# The records
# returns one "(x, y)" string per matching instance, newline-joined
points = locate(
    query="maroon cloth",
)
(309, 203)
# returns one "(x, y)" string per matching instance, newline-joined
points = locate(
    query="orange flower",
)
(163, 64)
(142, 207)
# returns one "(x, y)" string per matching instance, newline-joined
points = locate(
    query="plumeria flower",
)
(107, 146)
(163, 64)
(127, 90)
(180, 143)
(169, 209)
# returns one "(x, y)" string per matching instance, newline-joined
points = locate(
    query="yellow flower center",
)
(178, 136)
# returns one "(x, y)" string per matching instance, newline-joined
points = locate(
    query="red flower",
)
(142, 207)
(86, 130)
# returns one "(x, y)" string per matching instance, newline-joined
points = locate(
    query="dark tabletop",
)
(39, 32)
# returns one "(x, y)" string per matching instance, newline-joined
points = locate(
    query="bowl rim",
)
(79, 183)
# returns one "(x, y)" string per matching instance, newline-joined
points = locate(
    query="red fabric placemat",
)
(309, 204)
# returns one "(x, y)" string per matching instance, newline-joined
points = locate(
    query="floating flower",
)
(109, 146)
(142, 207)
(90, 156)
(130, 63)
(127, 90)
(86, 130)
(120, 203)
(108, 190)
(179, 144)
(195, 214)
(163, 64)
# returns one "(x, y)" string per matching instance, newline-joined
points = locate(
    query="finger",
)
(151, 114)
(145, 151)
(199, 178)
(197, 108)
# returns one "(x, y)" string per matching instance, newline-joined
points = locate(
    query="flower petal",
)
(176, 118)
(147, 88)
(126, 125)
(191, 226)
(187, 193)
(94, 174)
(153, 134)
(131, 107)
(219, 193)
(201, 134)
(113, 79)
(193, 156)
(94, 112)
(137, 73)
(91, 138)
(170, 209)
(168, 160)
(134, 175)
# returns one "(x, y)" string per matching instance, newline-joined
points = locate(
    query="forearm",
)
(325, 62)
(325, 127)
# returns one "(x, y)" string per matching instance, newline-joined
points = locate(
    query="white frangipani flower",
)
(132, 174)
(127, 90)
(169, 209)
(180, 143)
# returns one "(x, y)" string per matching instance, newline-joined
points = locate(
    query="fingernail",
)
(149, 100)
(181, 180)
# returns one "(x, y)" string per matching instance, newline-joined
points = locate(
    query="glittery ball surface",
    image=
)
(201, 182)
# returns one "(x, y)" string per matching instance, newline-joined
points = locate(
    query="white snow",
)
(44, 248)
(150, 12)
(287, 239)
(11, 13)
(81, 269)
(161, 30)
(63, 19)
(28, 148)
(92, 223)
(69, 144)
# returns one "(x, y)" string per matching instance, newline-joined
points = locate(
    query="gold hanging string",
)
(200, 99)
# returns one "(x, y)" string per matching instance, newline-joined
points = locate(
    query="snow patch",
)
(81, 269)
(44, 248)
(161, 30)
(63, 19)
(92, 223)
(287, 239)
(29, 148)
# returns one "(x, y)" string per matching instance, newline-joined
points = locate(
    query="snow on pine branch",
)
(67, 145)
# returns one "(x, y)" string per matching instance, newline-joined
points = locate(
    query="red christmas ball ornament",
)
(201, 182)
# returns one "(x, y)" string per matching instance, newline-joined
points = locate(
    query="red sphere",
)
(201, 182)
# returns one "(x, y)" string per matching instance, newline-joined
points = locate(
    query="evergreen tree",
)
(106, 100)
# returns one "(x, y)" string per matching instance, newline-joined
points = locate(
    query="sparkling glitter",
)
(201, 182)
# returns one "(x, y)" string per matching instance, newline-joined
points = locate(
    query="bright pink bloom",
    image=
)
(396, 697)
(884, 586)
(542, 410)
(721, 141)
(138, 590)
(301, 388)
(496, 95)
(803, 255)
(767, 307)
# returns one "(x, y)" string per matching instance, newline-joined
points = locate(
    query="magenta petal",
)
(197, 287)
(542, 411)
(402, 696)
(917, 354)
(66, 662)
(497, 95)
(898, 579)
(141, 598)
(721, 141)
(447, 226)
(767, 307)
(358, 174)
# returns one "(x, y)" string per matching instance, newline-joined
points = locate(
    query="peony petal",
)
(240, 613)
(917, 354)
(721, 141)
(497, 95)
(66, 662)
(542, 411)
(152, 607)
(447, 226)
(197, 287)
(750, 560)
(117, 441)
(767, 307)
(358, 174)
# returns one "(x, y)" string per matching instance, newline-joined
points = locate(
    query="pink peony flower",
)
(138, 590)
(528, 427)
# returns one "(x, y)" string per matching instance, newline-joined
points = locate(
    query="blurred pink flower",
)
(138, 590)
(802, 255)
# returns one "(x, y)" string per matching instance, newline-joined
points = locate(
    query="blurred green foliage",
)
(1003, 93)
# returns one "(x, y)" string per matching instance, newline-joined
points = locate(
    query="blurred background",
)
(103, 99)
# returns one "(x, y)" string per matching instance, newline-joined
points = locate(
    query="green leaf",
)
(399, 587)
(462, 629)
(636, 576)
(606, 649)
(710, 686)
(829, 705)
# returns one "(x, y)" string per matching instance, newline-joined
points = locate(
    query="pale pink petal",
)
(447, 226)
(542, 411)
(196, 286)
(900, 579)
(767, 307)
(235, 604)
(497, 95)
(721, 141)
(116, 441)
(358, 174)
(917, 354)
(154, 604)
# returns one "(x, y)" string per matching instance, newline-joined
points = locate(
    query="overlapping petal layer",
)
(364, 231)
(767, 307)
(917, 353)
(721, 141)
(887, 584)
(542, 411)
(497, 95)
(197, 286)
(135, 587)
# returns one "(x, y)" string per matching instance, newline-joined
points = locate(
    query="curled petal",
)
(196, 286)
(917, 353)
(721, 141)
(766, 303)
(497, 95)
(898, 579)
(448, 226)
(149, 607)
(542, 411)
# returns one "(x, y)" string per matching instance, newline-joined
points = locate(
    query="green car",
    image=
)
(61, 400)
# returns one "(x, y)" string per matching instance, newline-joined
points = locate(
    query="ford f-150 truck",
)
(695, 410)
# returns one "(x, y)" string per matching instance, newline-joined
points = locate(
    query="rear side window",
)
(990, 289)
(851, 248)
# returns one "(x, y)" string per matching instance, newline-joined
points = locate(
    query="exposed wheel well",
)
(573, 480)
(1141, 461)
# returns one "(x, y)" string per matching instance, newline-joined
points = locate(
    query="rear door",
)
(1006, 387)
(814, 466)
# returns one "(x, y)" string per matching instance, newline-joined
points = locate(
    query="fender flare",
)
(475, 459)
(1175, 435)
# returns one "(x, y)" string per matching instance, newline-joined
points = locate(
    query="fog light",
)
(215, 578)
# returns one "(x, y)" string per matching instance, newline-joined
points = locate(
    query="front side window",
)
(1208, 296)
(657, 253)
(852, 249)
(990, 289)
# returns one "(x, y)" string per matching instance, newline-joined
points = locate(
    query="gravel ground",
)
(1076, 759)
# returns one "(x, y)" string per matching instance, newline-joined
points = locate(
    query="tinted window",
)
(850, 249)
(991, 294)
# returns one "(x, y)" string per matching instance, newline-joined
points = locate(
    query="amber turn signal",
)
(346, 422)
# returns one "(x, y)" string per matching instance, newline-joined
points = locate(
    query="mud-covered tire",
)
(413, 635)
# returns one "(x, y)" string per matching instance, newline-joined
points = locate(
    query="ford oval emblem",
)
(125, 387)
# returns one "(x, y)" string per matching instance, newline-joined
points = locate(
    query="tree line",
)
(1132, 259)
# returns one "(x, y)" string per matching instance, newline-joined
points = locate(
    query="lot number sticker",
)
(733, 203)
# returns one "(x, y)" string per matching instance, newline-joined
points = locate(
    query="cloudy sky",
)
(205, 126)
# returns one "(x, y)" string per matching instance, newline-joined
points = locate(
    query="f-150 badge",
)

# Given problem
Show every line of the listing above that contains the word "white", copying each one in full. Only matches with the same capitalization count.

# Task answer
    query="white frangipani flower",
    query="white snow",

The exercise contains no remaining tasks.